The reply must consist of the entire listing, reproduced exactly.
____
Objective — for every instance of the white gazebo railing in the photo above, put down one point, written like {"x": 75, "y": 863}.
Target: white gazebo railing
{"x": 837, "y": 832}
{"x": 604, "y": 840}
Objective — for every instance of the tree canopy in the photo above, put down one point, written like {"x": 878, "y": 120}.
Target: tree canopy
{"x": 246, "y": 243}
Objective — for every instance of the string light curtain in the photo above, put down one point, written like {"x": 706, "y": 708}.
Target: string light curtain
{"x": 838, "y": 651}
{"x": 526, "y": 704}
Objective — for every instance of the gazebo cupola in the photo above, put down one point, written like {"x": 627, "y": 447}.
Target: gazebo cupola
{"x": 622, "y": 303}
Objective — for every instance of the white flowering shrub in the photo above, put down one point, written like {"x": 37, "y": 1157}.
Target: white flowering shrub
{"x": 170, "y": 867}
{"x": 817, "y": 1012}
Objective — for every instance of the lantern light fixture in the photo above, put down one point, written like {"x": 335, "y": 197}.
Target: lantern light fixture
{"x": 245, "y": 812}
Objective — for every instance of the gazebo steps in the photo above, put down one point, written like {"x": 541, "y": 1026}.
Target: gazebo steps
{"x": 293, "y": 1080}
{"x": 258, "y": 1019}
____
* [Result of this exercise]:
Objective — for every instance of the white gazebo railing in the photo above, put down one point, written like {"x": 75, "y": 863}.
Target: white gazebo railing
{"x": 837, "y": 832}
{"x": 604, "y": 840}
Objective — for every instance of the tree canopy in the photo above, put down one point, written like {"x": 878, "y": 120}.
Target: tree canopy
{"x": 246, "y": 243}
Objective — for every instance of the string light curtain in the photo above, put down one point, written like {"x": 706, "y": 708}.
Target: string light curtain
{"x": 838, "y": 651}
{"x": 526, "y": 704}
Objective — for every instance of the gazebo cupola in the photo above, put down one point, written like {"x": 627, "y": 447}.
Target: gazebo cupola
{"x": 622, "y": 303}
Objective — for every instance of the white flowering shrub in the photo above, put down one point, written like {"x": 37, "y": 1157}.
Target: white flowering shrub
{"x": 170, "y": 867}
{"x": 817, "y": 1012}
Objective — for every instance of the lantern light fixture in the photo above, put down one point, written like {"x": 335, "y": 197}.
Target: lantern light fixture
{"x": 245, "y": 812}
Objective — for every instance of the gazebo steps in the photo above, put down one point, written like {"x": 541, "y": 1026}.
Target: gazebo steps
{"x": 293, "y": 1080}
{"x": 258, "y": 1019}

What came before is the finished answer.